■ **REQUIRED WORK**: Rewrite the records from the line containing "cup with a single point per instance." up to and including the line containing "(1011, 168)", keeping every request line unchanged. In the answers, multiply each point coordinate by 0.65 and round it to a whole number, with halves rounded up.
#### SUPPLIED DATA
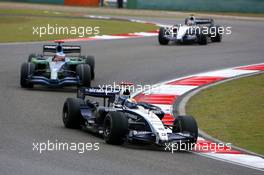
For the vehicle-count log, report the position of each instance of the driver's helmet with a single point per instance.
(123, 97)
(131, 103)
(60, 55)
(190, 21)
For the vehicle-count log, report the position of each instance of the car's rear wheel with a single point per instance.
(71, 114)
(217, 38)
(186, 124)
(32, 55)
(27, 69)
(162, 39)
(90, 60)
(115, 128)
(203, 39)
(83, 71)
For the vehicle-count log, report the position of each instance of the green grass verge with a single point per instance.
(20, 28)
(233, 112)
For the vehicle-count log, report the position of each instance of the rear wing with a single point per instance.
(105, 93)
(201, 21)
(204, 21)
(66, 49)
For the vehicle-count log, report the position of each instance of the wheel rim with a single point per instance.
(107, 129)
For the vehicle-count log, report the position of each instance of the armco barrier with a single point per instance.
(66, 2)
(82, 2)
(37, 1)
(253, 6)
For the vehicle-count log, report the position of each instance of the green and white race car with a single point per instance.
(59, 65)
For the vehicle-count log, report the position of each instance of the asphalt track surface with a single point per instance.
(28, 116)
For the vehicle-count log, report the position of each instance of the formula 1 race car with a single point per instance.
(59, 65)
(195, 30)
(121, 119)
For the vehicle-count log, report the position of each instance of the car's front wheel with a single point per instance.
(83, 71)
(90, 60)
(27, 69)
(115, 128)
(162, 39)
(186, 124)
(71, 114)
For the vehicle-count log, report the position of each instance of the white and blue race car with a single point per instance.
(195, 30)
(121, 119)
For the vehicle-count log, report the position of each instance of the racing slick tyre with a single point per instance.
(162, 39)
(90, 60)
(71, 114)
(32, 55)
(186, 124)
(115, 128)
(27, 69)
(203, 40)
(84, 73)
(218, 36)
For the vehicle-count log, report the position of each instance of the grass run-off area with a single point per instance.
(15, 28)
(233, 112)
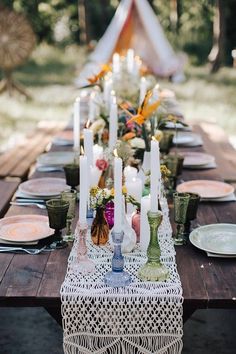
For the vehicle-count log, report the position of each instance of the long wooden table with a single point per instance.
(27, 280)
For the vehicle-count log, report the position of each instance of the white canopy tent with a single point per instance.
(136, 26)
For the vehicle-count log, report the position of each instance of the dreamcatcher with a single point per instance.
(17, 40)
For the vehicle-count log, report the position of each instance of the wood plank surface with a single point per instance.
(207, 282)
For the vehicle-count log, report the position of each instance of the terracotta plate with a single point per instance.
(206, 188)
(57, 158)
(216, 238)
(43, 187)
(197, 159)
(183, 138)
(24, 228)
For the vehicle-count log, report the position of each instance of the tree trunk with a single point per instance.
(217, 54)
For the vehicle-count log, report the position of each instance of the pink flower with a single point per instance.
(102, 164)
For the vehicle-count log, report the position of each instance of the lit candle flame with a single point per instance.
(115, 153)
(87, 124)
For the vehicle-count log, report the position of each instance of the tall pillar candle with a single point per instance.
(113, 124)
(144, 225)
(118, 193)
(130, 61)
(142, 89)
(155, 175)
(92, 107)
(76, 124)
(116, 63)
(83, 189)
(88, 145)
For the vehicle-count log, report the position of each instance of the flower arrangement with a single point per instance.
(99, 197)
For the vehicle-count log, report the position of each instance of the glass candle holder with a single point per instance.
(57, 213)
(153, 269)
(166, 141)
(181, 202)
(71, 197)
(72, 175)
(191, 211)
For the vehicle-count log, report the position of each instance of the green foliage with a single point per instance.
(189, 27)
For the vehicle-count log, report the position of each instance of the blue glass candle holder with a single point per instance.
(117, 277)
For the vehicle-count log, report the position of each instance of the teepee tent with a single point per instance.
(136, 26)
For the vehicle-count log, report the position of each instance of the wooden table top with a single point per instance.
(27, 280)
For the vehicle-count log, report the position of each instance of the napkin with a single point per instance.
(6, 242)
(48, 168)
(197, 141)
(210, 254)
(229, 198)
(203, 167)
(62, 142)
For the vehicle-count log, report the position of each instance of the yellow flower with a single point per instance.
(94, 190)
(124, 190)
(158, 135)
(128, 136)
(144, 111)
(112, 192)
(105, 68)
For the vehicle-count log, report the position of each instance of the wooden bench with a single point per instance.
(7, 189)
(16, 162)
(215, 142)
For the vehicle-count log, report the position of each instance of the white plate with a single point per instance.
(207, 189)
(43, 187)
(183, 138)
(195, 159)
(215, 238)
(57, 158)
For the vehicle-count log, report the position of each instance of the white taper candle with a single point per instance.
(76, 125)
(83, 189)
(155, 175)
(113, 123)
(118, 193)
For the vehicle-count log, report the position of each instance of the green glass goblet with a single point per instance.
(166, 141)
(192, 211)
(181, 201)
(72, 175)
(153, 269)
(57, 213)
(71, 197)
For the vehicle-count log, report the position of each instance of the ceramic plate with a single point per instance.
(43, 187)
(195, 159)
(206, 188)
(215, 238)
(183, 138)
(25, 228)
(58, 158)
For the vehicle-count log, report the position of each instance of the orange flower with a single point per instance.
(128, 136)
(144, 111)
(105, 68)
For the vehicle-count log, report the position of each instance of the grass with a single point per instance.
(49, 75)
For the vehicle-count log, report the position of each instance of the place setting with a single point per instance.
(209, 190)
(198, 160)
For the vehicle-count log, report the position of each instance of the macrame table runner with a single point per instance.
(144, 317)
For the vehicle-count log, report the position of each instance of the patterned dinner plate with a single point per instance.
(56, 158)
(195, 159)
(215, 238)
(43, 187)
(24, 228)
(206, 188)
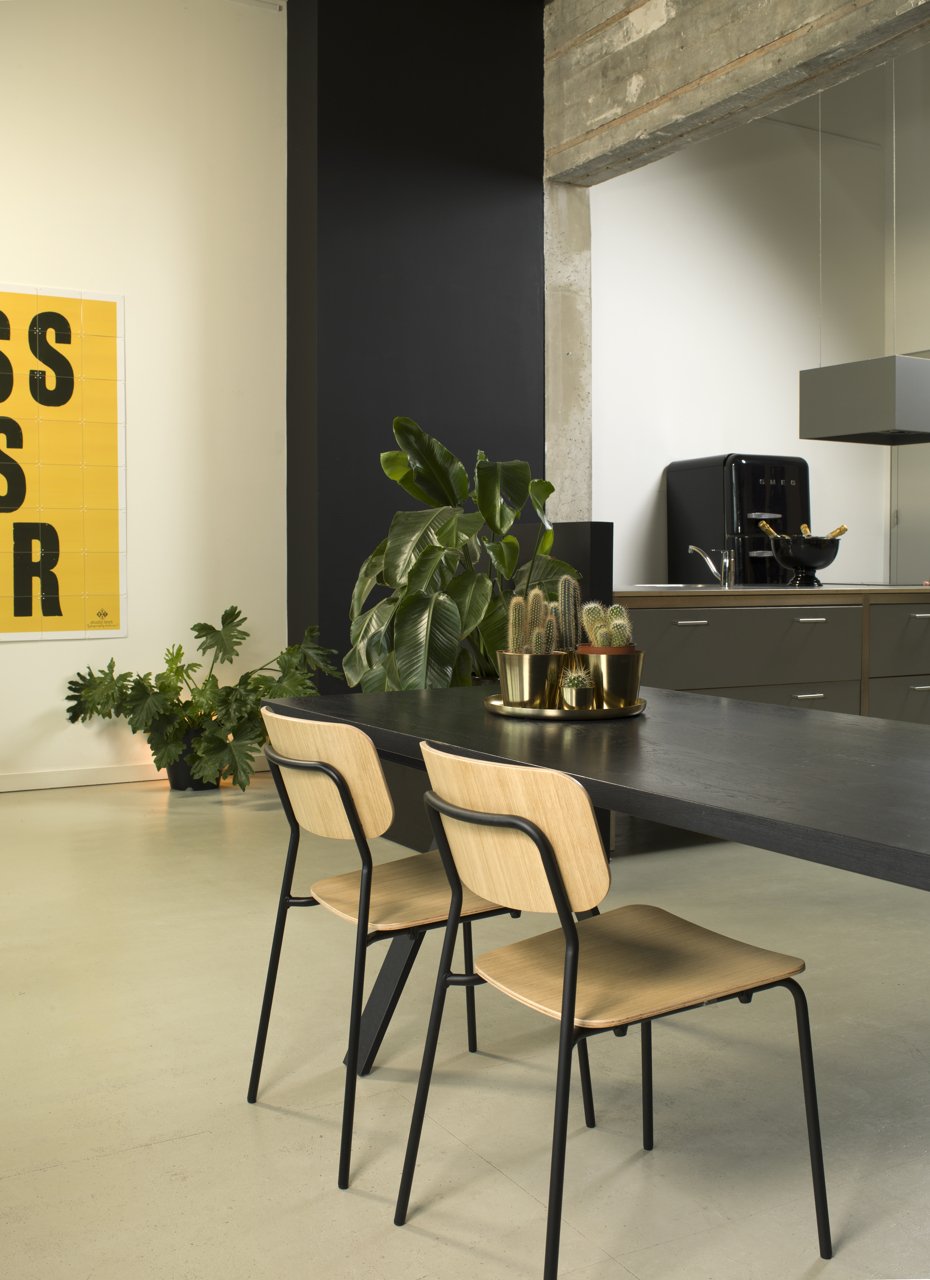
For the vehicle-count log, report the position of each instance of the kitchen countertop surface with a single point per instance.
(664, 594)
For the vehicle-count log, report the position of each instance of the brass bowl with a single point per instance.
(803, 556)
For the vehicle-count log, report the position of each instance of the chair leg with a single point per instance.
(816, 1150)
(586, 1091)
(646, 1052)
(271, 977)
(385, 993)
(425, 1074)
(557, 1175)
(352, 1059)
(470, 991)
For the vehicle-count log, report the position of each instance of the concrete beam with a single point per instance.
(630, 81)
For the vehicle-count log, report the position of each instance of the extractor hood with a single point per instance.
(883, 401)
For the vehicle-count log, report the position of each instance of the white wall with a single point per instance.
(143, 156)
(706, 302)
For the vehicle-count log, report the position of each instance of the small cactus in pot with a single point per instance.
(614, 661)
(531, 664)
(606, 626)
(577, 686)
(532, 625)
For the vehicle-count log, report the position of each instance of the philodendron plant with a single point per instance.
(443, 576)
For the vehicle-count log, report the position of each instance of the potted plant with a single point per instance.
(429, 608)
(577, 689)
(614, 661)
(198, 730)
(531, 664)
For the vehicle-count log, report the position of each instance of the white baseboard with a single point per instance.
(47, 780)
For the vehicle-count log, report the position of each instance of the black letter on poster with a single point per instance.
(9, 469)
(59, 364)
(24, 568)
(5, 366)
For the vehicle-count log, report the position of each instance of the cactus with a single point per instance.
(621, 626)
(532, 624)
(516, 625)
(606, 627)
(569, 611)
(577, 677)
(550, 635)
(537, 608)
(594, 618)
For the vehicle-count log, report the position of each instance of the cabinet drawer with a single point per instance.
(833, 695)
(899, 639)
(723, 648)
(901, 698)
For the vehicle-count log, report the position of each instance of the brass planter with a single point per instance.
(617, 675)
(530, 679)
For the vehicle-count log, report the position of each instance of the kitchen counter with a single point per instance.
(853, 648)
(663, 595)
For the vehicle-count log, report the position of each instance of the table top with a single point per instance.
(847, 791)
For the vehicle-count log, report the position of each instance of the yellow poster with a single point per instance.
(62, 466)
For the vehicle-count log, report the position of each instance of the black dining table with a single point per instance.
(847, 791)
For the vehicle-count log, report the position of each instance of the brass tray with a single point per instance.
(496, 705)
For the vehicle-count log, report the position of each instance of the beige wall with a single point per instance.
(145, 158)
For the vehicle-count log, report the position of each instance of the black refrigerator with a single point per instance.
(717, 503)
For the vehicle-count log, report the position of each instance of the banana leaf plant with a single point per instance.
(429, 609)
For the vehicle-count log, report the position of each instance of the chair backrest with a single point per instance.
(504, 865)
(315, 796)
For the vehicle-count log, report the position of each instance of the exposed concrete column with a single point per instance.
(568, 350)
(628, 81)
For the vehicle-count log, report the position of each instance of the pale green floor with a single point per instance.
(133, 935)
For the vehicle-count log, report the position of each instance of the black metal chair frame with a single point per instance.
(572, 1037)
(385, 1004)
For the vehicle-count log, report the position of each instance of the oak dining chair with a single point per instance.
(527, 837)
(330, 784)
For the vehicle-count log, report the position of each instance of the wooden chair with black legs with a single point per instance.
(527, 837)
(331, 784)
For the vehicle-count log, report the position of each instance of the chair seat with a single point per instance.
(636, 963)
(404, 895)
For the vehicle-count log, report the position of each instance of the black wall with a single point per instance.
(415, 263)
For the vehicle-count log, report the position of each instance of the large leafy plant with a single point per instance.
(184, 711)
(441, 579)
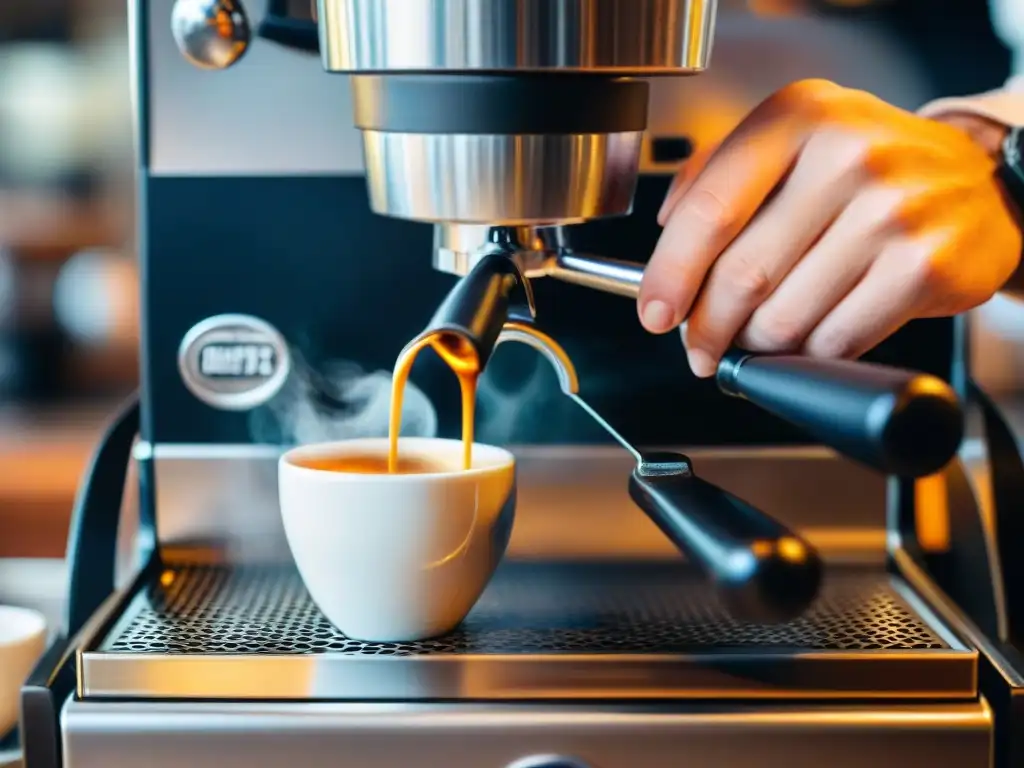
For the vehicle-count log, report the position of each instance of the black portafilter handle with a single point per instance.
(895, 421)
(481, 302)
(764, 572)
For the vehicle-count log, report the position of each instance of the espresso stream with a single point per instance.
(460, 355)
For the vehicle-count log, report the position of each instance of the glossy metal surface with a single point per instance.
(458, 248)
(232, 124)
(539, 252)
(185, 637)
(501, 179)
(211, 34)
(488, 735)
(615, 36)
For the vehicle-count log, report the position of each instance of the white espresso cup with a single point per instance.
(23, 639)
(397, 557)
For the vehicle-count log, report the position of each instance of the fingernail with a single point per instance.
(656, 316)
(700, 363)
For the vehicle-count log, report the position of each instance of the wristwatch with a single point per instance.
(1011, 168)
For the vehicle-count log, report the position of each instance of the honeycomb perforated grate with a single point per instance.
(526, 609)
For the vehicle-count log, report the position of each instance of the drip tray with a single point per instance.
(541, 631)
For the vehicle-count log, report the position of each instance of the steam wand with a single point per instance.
########
■ **TASK OUTPUT**:
For the vehicle-count log, report the position of each instance of the white espresso cup with a single point per instance.
(15, 415)
(258, 362)
For the vehicle-count log, report the position of each instance of the fingernail with a single point per instance.
(426, 205)
(455, 236)
For the vehicle-count log, report the position of each instance of the wristwatch with a single point per instance.
(657, 109)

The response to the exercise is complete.